=== TEXT SEGMENT ===

Study subjects were women with a median age of 63 years. All of the women underwent hysterectomy and had either stage I endometrioid disease with high risk based on GOG (Gynecologic Oncology Group) trial 99 study criteria, stage II disease, or stage I-II serous or clear cell tumors. Most (74%) had stage I disease, and 89% underwent lymphadenectomy. Histology was endometrioid type in 71% of patients, serous in 15%, and clear cell in 5%.

All patients participated in quality of life assessments at five time points, and tissue samples were collected for a translational research correlative, he said.

Treatment began within 12 weeks following surgery. Those in the PXRT group were treated using standard four-field or intensity-modulated radiation therapy techniques (with optional VCB for those with serous or clear cell tumors or with stage II disease), and patients in the VCB/C group received high-dose rate or low-dose rate brachytherapy followed by paclitaxel (175 mg/m2 over 3 hours) and carboplatin (AUC 6) every 21 days for a total of three cycles.

Treatment was generally well tolerated, with 91% of PXRT patients and 87% of VCB/C patients completing therapy.

"That being said, acute adverse effects were more frequent and tended to be more severe in patients receiving VCB/C," Dr. McMeekin said, noting that the extent to which that affected quality of life is the subject of an analysis currently underway; those data are forthcoming.

Early-stage endometrial cancer poses a variety of clinical challenges, Dr. McMeekin said.

"Who is at risk? How is that risk defined? Which modalities reduce risk in which populations?" he said, noting that the information used on a day-to-day basis to help in decision making includes patient age and history, tumor grade, uterine characteristics, and nodal status.

Prior studies, including GOG 99 (Gyn. Oncol. 2004;92:744-51), have helped create risk models to identify patients at greater recurrence risk who might benefit most from adjuvant therapy such as pelvic radiation therapy. Risk criteria in GOG 99 were based on age and the number of risk factors, and while that study showed that pelvic radiation therapy reduced risk (and concluded that adjunctive radiation therapy in early-stage, intermediate-risk disease decreased the risk of recurrence, but should be limited to patients with high-intermediate risk), it also helped define patterns of failure, suggesting that distant sites of failure were "greater than we perhaps recognized," Dr. McMeekin said.

=== MATERIAL PROVIDED ===

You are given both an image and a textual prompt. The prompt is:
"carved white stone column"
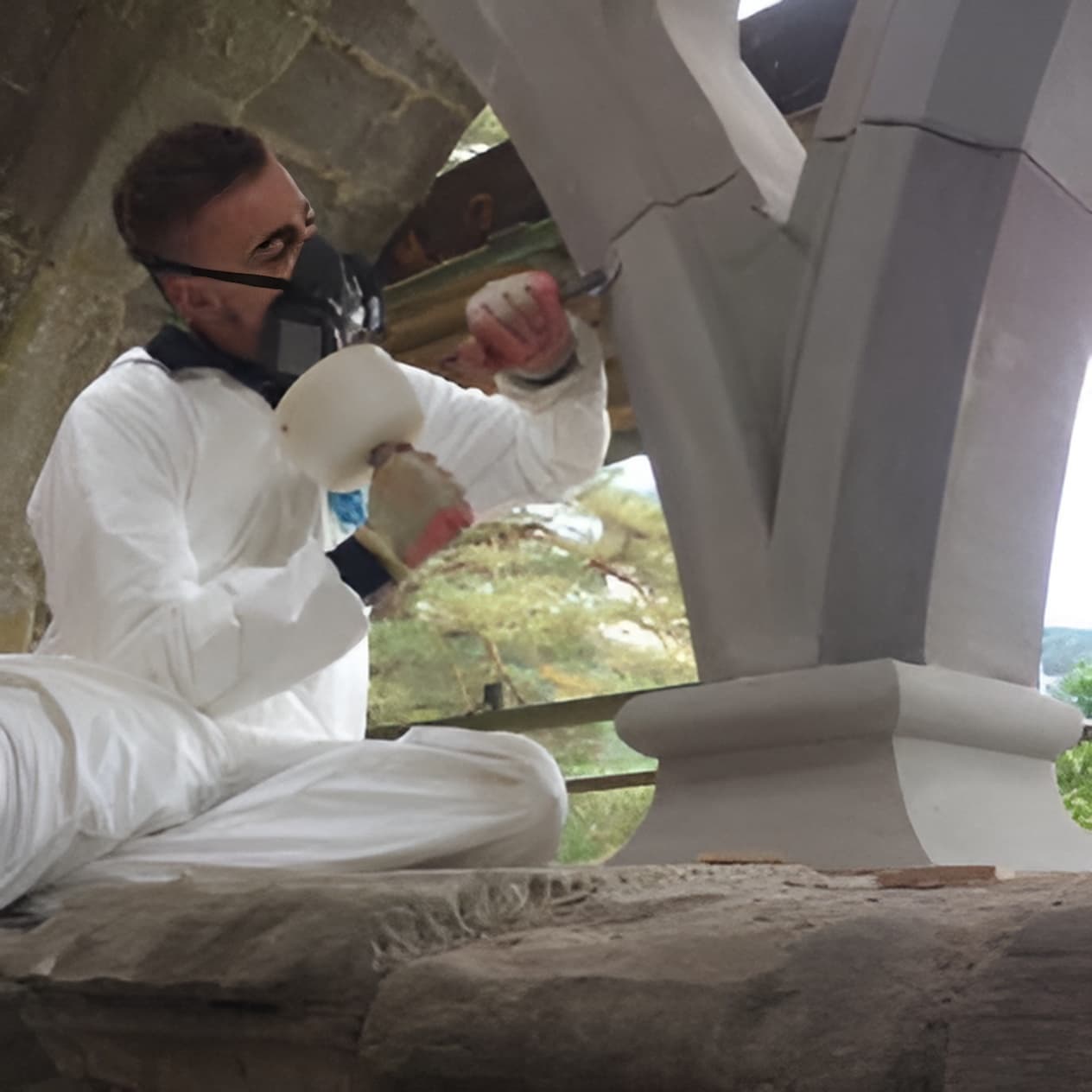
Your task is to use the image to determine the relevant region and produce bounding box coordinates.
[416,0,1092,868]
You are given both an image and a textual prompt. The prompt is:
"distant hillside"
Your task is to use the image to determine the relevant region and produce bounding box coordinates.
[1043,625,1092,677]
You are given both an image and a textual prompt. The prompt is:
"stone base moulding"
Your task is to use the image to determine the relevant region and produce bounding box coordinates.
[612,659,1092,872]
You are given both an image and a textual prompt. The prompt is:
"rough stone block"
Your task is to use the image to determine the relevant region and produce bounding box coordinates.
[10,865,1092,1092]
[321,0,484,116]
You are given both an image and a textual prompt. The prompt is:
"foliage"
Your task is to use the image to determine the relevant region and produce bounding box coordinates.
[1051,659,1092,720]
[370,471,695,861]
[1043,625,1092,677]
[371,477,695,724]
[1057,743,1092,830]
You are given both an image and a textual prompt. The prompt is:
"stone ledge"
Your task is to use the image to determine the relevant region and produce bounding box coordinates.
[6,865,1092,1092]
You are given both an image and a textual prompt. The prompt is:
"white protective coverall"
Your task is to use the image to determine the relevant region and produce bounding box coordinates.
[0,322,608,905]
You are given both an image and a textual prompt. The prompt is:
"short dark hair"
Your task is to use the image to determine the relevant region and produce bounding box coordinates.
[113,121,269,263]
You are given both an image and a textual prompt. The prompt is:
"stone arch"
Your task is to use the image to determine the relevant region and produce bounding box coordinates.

===

## TASKS
1. In the report on early-stage endometrial cancer, Dr. McMeekin poses several questions about clinical challenges. List every one of them.
2. Carry the report on early-stage endometrial cancer forward from its last sentence.

## ANSWERS
1.
- Who is at risk?
- How is that risk defined?
- Which modalities reduce risk in which populations?

2.
That, in turn, introduced the idea that a systemic therapy might improve outcomes, he added.

Chemotherapy moved to the forefront based on findings from GOG 122, which showed significant improvement in progression-free survival and overall survival with chemotherapy vs. whole abdomen radiation therapy in stage III and IV endometrial cancer, he said.

A number of uncontrolled studies have also suggested that chemotherapy may benefit other populations at increased risk, including patients with serous and clear cell stage I disease, who have a broad risk of recurrence ranging from 15% to 50% depending on disease and patient characteristics, and stage II patients, who have increased risk of loco-regional failure and progression-free survival rates comparable to those seen in high- intermediate-risk populations, he said.

The current study was initiated in light of these findings, but the investigators "could not identify subgroups for whom one therapy appeared to be more or less effective," Dr. McMeekin said.

He noted that the use of radiation therapy plus chemotherapy has been evaluated, including in two studies that demonstrated improved progression-free but not overall survival in patients with stage I-III disease.

"This is also the subject of the ongoing PORTEC-3 study, he said.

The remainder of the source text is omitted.